• [Data provided]:
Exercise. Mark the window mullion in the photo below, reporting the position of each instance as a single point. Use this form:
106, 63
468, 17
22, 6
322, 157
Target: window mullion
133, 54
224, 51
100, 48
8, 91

• [What you will do]:
Copy out all the entries shown above, character for character.

• [Exercise output]:
Exercise. Mark the window mullion in the photo below, reporting the position of each instance as a single point. Use this form:
106, 63
468, 17
22, 6
322, 157
Target: window mullion
133, 54
224, 51
100, 48
8, 91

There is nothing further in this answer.